- **Problem to work on**
Across the records that follow, give the number of lines containing the word "slate" and nothing else.
*** Excerpted records
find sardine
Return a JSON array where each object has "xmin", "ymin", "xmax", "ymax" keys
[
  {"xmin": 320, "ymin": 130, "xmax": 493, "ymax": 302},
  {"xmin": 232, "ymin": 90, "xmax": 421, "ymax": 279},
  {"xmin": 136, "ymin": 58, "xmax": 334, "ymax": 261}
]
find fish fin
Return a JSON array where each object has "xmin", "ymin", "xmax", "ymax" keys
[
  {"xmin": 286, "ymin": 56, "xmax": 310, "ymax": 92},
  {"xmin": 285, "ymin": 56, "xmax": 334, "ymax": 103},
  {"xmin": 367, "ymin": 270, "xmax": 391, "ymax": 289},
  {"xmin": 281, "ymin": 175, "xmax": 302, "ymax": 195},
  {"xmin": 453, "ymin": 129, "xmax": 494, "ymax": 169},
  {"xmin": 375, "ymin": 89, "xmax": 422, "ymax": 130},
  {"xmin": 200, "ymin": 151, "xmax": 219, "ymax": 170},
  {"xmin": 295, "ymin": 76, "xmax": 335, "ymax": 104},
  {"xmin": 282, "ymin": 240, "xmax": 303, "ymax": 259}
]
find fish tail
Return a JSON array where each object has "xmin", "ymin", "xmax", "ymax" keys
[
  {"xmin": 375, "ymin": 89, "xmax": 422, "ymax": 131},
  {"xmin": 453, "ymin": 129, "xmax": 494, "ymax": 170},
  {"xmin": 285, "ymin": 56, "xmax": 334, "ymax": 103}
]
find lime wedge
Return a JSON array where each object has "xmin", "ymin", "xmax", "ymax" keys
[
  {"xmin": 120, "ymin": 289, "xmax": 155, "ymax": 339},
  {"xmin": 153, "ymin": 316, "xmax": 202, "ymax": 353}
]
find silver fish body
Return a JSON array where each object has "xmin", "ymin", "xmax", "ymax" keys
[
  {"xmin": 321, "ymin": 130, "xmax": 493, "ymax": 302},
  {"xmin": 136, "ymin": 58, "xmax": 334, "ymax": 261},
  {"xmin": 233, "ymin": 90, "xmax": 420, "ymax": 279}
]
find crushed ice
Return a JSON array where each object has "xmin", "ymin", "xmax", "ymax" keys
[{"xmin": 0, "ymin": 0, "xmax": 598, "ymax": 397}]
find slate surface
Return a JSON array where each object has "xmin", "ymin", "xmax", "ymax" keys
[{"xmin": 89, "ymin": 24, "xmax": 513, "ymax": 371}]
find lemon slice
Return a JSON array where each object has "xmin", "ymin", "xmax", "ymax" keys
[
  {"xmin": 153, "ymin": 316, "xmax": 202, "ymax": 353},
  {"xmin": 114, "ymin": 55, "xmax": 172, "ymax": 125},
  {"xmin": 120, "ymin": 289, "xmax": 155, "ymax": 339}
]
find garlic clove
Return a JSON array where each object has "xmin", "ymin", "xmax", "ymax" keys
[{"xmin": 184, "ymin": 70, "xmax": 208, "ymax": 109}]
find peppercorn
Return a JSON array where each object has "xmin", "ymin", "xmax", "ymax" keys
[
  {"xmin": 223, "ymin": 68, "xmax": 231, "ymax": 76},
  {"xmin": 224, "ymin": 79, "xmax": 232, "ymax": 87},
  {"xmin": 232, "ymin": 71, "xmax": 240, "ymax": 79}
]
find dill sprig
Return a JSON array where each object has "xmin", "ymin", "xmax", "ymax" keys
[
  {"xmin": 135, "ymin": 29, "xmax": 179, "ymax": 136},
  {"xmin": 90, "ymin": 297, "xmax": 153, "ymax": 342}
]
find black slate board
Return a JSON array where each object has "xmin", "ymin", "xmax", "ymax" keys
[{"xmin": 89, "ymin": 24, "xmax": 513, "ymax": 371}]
******
- **Response to this exercise**
2